PROBLEM STATEMENT> For the records below, print every one exactly, with nothing dropped.

========================================================================

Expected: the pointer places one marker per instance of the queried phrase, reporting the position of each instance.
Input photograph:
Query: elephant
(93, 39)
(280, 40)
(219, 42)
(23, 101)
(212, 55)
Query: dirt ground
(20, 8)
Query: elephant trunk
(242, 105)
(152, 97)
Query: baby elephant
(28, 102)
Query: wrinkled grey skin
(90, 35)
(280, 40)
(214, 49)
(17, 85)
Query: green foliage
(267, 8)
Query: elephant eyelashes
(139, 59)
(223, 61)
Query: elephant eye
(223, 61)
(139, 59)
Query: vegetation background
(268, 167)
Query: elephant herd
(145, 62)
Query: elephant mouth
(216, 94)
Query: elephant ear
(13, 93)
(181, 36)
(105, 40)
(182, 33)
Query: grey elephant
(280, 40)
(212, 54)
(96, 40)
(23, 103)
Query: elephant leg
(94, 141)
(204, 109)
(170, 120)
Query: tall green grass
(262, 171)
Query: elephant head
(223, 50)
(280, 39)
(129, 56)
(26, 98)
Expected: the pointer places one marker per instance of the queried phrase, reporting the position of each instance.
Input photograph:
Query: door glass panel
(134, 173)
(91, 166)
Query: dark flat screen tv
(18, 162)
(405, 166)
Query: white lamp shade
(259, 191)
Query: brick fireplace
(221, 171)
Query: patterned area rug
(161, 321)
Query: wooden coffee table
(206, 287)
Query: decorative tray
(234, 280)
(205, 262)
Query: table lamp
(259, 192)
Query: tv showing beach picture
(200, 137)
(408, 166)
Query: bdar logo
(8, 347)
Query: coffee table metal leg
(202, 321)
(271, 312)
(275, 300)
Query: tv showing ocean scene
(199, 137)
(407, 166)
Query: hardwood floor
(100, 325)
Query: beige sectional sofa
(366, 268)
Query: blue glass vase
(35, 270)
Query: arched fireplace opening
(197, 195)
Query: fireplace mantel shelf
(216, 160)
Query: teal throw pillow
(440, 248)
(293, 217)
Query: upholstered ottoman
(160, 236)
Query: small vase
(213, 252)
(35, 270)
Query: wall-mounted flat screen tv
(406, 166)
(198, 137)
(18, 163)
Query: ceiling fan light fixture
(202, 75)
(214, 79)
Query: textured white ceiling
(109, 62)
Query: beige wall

========================================================================

ANSWER FOR THIS EXERCISE>
Expected: the pointer places one marker per instance of the queried phrase, reporting the position of each instance.
Input photograph:
Query: elephant
(93, 39)
(280, 40)
(219, 42)
(23, 101)
(212, 55)
Query: dirt ground
(20, 8)
Query: elephant trunk
(242, 105)
(152, 97)
Query: baby elephant
(28, 102)
Query: wrinkled grey skin
(90, 35)
(280, 40)
(214, 49)
(17, 85)
Query: green foliage
(267, 8)
Query: elephant eyelashes
(139, 59)
(223, 61)
Query: elephant eye
(223, 61)
(139, 59)
Query: vegetation background
(268, 167)
Query: elephant herd
(145, 62)
Query: elephant mouth
(216, 94)
Query: elephant ear
(13, 93)
(181, 36)
(105, 40)
(182, 33)
Query: grey elephant
(280, 40)
(212, 54)
(96, 40)
(23, 103)
Query: elephant leg
(94, 141)
(204, 109)
(170, 120)
Query: tall green grass
(262, 171)
Query: elephant head
(223, 50)
(280, 39)
(129, 56)
(26, 98)
Expected: the pointer places one marker per instance of the queried phrase, reporting the position of each instance.
Input photograph:
Query: door glass panel
(134, 173)
(91, 166)
Query: dark flat screen tv
(18, 162)
(405, 166)
Query: white lamp shade
(259, 191)
Query: brick fireplace
(221, 171)
Query: patterned area rug
(161, 321)
Query: wooden coffee table
(206, 287)
Query: decorative tray
(234, 280)
(205, 262)
Query: table lamp
(259, 192)
Query: tv showing beach picture
(200, 137)
(408, 166)
Query: bdar logo
(8, 347)
Query: coffee table metal leg
(202, 321)
(271, 312)
(275, 300)
Query: tv showing ocean scene
(199, 137)
(407, 166)
Query: hardwood floor
(100, 325)
Query: beige sectional sofa
(366, 268)
Query: blue glass vase
(35, 270)
Query: arched fireplace opening
(197, 195)
Query: fireplace mantel shelf
(216, 160)
Query: teal throw pillow
(440, 248)
(293, 217)
Query: upholstered ottoman
(160, 236)
Query: small vase
(213, 252)
(35, 270)
Query: wall-mounted flat screen tv
(406, 166)
(198, 137)
(18, 163)
Query: ceiling fan light fixture
(202, 75)
(214, 79)
Query: textured white ceiling
(109, 62)
Query: beige wall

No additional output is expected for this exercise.